> _Exercise details_
Exactly as given, repeat all of the entries.

> _Records to use_

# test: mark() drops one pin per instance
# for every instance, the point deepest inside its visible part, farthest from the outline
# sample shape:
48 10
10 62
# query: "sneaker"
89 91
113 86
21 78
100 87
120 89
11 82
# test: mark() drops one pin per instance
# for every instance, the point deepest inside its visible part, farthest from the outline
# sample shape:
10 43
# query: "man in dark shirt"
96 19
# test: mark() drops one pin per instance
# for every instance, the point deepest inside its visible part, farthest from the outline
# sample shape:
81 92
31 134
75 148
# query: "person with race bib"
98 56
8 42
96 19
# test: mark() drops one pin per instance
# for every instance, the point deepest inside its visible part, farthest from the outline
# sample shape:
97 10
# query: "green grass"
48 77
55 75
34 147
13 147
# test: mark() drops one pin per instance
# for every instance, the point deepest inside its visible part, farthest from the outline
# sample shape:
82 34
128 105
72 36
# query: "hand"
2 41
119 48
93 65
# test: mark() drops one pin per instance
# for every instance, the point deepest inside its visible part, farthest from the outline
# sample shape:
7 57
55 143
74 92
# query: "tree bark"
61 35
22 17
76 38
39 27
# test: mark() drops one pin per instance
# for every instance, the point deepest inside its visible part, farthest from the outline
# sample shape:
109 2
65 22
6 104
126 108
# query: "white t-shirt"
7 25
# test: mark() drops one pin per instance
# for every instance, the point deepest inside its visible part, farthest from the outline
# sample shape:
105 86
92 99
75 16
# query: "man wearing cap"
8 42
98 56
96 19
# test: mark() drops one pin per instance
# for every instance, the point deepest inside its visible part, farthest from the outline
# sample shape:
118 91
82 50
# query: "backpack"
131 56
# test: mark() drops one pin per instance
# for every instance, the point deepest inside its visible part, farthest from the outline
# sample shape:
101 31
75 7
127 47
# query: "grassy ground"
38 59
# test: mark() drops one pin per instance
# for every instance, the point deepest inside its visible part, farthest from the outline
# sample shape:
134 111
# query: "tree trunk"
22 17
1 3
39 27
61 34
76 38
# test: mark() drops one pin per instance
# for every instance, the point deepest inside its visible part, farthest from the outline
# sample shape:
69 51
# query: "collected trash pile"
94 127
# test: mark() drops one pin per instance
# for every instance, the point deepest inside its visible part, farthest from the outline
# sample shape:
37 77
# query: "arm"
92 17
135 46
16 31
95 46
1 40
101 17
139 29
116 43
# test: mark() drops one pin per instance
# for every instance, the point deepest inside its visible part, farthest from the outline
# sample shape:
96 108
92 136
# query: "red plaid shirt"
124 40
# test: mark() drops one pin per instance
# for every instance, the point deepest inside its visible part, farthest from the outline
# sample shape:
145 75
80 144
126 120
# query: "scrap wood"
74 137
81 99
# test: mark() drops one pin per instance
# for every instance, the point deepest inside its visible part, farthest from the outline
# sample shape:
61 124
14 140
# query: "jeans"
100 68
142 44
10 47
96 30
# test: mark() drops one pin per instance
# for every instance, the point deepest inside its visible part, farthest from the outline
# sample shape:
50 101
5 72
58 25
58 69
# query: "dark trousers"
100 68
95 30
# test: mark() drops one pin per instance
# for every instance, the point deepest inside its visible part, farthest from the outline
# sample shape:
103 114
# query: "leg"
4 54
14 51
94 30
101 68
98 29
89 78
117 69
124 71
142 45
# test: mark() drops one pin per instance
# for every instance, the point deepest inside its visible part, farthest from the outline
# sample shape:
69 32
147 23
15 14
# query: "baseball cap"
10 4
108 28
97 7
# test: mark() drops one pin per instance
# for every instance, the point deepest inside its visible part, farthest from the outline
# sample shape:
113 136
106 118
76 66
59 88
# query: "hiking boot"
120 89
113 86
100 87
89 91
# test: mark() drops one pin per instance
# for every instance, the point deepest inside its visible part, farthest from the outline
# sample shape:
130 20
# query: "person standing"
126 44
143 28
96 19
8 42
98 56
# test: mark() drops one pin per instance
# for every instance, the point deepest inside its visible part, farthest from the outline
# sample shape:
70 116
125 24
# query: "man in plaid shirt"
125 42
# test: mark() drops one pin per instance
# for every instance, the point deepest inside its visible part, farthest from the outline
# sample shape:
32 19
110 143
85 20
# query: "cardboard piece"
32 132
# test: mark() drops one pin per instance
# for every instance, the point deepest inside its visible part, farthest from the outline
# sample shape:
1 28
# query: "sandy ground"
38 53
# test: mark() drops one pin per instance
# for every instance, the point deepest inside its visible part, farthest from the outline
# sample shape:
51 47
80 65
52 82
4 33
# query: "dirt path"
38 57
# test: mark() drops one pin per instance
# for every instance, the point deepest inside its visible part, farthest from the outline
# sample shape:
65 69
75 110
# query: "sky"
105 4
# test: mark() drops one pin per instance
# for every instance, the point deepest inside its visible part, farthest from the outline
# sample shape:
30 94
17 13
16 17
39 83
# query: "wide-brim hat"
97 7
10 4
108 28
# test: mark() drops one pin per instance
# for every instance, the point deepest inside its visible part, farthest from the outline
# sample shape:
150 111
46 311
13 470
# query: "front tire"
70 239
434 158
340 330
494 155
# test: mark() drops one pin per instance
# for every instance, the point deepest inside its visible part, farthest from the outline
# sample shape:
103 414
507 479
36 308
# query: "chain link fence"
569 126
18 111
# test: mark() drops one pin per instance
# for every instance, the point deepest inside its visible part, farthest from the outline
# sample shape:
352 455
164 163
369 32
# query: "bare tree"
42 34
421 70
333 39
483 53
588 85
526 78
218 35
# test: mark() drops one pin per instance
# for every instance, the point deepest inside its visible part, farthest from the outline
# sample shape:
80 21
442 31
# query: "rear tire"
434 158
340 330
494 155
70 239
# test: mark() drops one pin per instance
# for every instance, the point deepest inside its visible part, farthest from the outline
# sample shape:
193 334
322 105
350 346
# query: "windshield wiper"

> _Answer to the problem_
# test: mark() drops one pin per instance
# for every instance, the point deepest inside its visible part, farthest from the outline
# sample shape:
48 10
10 62
# query: "sneaker"
89 91
113 86
21 78
100 87
120 89
11 82
# test: mark() drops one pin per instance
# for every instance, the point deepest inside its visible part, farthest from the outline
# sample shape:
10 43
# query: "man in dark shirt"
96 19
# test: mark() drops one pin per instance
# for every instance, the point deepest inside its visible part, farthest from the outline
# sample shape:
81 92
31 134
75 148
# query: "person with race bib"
98 56
8 42
96 19
# test: mark() drops one pin per instance
# for every instance, the point deepest inside its visible part, farthest from the outline
# sample shape:
97 10
# query: "green grass"
48 77
55 75
34 147
13 147
# test: mark() drops one pin per instance
# for every instance, the point deepest inside its visible part, farthest from the outline
# sample shape:
82 34
128 105
72 36
# query: "hand"
2 41
119 48
93 65
# test: mark() drops one pin per instance
# for every instance, the point deepest inside its visible part, farthest from the outline
# sample shape:
7 57
55 143
74 92
# query: "tree bark"
61 35
22 17
76 38
39 27
# test: mark() drops one pin per instance
# for every instance, the point deepest inside its visible part, farthest from the outline
# sample shape:
109 2
65 22
6 104
126 108
# query: "white t-shirt"
7 25
# test: mark() drops one pin per instance
# for every instance, the point deepest inside its visible part, farthest from the outline
# sample shape:
105 86
92 99
75 16
# query: "man wearing cap"
8 42
98 56
96 19
# test: mark() drops one pin per instance
# for every instance, the point deepest inside its visible part, farthest from the outline
# sample shape:
118 91
82 50
# query: "backpack"
131 56
# test: mark() drops one pin per instance
# for every instance, the point deepest inside its visible part, farthest from the outline
# sample shape:
101 31
75 7
127 47
# query: "grassy ground"
38 59
# test: mark() drops one pin per instance
# for every instance, the point deepest inside its visible part, farthest from the outline
# sample shape:
134 111
# query: "tree trunk"
22 17
1 3
39 27
61 34
76 38
# test: mark() drops one pin per instance
# for every instance, the point deepest inside its visible part, farthest from the outline
# sample shape:
69 51
# query: "collected trash pile"
94 127
# test: mark() drops one pin per instance
# for every instance, the point deepest inside its visible part, farthest from the outline
# sample shape:
37 77
# query: "arm"
92 17
135 46
16 31
95 46
1 40
101 17
139 29
116 43
# test: mark() drops one pin per instance
# for every instance, the point deepest inside its visible part, farthest from the outline
# sample shape:
96 108
92 136
# query: "red plaid shirt"
124 40
# test: mark() drops one pin per instance
# for every instance, the point deepest inside its visible part, farthest from the outline
# sample shape:
145 75
80 144
126 120
# query: "scrap wood"
74 137
81 99
# test: mark() drops one pin per instance
# for every instance, the point deepest inside its visible part, farthest from the outline
# sample shape:
61 124
14 140
# query: "jeans"
100 68
142 44
10 47
96 30
# test: mark() drops one pin per instance
# for every instance, the point deepest inside its visible part, farthest from the outline
# sample shape:
50 101
5 72
58 25
58 69
# query: "dark trousers"
100 68
95 30
# test: mark() drops one pin per instance
# for every instance, the point deepest inside its visible part, farthest from the outline
# sample shape:
103 114
# query: "leg"
4 54
14 51
94 30
101 68
98 29
89 78
117 69
124 71
142 45
# test: mark() drops one pin per instance
# for every instance, the point deepest inside its visible part, farthest from the outline
# sample shape:
69 32
147 23
15 14
# query: "baseball cap"
10 4
108 28
97 7
# test: mark() drops one pin per instance
# for every instance, the point deepest inside its visible part, farthest from the outline
# sample shape:
113 136
106 118
76 66
59 88
# query: "hiking boot"
120 89
113 86
100 87
89 91
# test: mark() drops one pin per instance
# for every instance, the point deepest inside its visible part, farthest from the outline
# sample shape:
130 20
# query: "person standing"
126 44
143 28
96 19
8 42
98 56
# test: mark() drops one pin per instance
# for every instance, the point deepest inside its visible part, farthest from the outline
# sample shape:
70 116
125 24
# query: "man in plaid shirt"
125 42
# test: mark() drops one pin per instance
# for every instance, the point deepest inside its visible part, farthest from the outline
# sample shape:
32 19
110 143
85 20
# query: "cardboard piece"
32 132
# test: mark() drops one pin per instance
# for every instance, the point deepest inside its visible part, farthest from the outline
# sample shape:
1 28
# query: "sandy ground"
38 53
# test: mark() drops one pin per instance
# for every instance, the point deepest inside its visible part, farthest from the outline
# sample shape:
51 47
80 65
52 82
4 33
# query: "dirt path"
38 57
# test: mark() drops one pin per instance
# for every instance, the point deepest inside its visible part, farthest from the outline
# sample shape:
65 69
75 110
# query: "sky"
105 4
# test: mark() drops one pin per instance
# for every instance, the point deepest inside its visible part, farthest from the outline
# sample shape:
30 94
17 13
16 17
39 83
# query: "wide-brim hat"
97 7
10 4
108 28
# test: mark() drops one pin per instance
# for every instance, the point deepest inside its visible part, farthest from the outline
# sample shape:
150 111
46 311
13 470
# query: "front tire"
70 239
434 158
340 330
494 155
# test: mark() drops one pin per instance
# for every instance, the point deepest inside its visible part, farthest from the outline
# sample shape:
103 414
507 479
36 308
# query: "chain link fence"
569 126
18 111
# test: mark() drops one pin per instance
# for every instance, the point deepest inside its visible part, farthest from the outline
# sample shape:
352 455
164 163
369 32
# query: "bare tree"
42 34
421 70
333 39
483 53
588 85
526 78
218 35
# test: mark() drops one pin per instance
# for every instance, the point deepest inside its visible part, farthest from the outline
# sample shape:
80 21
442 31
# query: "rear tire"
434 158
340 330
494 155
70 239
# test: mark() drops one pin per instance
# for every instance, the point deepest inside its visible part, farthest from the outline
# sample shape:
193 334
322 105
350 346
# query: "windshield wiper"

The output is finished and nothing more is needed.